* **About this task**: Your answer must consist of exactly the lines below, starting with the line with "256L240 230L205 242L177" and going on through the line with "positive clicks: (241, 361)", and nothing else.

━━━━

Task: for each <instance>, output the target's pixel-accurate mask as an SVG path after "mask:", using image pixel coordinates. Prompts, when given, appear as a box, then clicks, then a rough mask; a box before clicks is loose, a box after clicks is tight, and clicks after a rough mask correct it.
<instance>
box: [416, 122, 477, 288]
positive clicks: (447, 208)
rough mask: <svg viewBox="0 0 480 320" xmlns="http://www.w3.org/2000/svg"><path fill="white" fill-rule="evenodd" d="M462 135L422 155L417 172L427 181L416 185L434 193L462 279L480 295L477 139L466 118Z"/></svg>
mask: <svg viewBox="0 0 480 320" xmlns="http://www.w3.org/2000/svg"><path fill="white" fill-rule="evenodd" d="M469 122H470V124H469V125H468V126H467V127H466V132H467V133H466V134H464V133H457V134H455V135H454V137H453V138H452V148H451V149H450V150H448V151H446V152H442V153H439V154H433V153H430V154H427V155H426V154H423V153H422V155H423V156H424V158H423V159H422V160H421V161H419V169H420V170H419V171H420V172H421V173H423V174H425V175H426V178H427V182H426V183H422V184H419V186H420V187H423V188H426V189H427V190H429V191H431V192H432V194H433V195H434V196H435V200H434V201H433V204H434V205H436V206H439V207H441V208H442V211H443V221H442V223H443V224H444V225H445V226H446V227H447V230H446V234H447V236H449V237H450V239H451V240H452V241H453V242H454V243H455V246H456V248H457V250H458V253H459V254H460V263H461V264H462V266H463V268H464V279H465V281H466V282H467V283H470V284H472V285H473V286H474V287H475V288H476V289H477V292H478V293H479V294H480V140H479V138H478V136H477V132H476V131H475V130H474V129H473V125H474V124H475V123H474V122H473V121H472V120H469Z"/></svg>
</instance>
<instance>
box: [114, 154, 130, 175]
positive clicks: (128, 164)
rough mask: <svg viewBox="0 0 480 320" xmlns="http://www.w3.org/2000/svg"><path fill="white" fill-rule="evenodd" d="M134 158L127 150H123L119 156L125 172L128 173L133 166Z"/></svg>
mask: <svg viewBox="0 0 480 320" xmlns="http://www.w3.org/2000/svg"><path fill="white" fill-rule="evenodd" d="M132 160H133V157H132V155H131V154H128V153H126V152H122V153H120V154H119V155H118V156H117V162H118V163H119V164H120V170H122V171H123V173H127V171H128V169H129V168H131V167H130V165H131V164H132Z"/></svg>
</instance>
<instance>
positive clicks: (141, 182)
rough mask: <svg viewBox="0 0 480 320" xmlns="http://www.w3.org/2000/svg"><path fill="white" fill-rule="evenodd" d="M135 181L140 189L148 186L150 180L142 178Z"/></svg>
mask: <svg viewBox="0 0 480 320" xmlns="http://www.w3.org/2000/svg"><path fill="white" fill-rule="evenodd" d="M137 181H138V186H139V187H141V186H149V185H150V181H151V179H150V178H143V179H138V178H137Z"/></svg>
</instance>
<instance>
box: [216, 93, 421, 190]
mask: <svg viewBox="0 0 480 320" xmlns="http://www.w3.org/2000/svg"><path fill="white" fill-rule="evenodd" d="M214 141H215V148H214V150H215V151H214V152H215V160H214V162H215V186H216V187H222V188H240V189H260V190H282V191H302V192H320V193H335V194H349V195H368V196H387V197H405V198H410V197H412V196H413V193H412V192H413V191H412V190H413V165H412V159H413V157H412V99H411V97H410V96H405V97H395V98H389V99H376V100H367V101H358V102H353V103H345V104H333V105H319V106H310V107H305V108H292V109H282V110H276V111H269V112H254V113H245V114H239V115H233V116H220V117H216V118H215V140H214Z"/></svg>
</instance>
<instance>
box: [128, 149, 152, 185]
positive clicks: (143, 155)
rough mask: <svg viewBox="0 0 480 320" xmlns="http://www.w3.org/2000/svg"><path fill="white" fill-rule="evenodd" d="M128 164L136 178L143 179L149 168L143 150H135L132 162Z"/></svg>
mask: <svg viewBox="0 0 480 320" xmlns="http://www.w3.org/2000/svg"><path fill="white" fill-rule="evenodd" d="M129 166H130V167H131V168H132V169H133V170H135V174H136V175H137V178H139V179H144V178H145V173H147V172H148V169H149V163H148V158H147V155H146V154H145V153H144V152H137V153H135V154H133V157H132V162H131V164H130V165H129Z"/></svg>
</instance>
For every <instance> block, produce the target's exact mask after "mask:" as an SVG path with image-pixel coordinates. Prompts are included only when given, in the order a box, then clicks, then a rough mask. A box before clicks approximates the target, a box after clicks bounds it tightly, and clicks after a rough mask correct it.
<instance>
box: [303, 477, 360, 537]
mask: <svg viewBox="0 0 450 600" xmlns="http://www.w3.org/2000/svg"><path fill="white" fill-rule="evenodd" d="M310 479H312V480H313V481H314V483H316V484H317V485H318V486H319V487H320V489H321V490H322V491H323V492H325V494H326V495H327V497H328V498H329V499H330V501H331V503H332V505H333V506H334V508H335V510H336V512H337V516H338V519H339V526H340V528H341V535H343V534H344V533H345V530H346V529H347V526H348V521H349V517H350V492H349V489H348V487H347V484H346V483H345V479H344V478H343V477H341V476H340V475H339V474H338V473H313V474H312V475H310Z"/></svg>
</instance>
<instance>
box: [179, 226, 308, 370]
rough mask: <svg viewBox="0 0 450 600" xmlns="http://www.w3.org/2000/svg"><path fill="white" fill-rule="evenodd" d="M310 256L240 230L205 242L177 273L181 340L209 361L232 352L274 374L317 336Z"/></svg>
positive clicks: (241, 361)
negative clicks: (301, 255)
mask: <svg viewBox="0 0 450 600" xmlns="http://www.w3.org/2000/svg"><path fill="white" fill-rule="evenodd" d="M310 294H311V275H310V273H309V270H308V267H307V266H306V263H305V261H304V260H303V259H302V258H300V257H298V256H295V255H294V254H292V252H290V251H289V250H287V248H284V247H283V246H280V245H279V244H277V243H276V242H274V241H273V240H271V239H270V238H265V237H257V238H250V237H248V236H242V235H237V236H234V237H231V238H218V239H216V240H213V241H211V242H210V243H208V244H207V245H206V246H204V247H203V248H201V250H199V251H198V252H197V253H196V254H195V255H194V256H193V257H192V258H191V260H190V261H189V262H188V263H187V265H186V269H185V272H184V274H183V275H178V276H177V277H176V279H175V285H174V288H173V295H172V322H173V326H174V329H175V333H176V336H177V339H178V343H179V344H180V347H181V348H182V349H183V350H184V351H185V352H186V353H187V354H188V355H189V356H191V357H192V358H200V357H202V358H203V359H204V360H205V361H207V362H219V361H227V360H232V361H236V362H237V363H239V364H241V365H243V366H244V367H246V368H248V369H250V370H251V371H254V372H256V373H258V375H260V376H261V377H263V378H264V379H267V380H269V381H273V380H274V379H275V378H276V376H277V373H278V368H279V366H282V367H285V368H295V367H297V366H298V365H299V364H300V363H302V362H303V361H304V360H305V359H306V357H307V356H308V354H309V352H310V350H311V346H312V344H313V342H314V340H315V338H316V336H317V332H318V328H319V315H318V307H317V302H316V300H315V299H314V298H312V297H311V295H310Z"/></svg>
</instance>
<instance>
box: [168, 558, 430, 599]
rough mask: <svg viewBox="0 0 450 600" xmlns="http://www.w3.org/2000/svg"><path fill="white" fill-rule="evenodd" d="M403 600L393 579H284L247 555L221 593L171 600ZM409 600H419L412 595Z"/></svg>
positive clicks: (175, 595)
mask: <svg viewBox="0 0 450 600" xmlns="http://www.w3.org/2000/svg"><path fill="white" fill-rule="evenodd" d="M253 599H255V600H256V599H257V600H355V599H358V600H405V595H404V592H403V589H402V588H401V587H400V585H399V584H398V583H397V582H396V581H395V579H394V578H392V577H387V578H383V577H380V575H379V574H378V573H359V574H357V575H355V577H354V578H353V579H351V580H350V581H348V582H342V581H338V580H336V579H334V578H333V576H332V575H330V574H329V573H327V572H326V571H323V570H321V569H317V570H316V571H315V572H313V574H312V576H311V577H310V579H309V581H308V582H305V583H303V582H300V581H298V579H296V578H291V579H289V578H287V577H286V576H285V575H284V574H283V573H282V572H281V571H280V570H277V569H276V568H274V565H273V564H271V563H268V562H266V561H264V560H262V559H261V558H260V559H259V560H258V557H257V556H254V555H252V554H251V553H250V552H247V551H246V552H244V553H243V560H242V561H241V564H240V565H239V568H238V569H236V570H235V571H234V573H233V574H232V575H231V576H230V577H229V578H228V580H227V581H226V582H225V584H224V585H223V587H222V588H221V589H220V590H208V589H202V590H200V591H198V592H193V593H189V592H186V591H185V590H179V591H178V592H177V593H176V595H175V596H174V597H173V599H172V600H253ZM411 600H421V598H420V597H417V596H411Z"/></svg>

━━━━

* **Task result**:
rough mask: <svg viewBox="0 0 450 600" xmlns="http://www.w3.org/2000/svg"><path fill="white" fill-rule="evenodd" d="M310 256L240 230L205 242L177 273L181 340L209 361L232 352L274 374L317 336Z"/></svg>
positive clicks: (241, 361)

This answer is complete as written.